* The request *
Please repeat all of the lines that follow, exactly as written.

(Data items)

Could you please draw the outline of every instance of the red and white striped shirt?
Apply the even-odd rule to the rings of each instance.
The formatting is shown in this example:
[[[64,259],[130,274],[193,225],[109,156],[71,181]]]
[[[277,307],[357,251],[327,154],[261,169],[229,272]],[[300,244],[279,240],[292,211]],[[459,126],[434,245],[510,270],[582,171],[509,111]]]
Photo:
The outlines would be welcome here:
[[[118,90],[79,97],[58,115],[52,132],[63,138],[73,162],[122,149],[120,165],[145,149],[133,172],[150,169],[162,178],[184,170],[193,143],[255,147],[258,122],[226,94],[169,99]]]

* Answer to the problem *
Could you please draw the outline of every instance of the red and white striped shirt?
Apply the even-odd rule to the rings of each instance.
The formatting is shown in this example:
[[[64,259],[130,274],[193,225],[109,156],[71,181]]]
[[[277,307],[357,251],[327,154],[261,169],[229,272]],[[300,244],[279,240],[292,211]],[[459,126],[434,245],[510,270],[582,171],[509,111]]]
Photo:
The outlines would be welcome here:
[[[118,90],[79,97],[58,115],[52,132],[63,138],[73,162],[122,149],[120,165],[145,149],[133,172],[150,169],[162,178],[184,170],[193,143],[255,147],[258,122],[226,94],[169,99]]]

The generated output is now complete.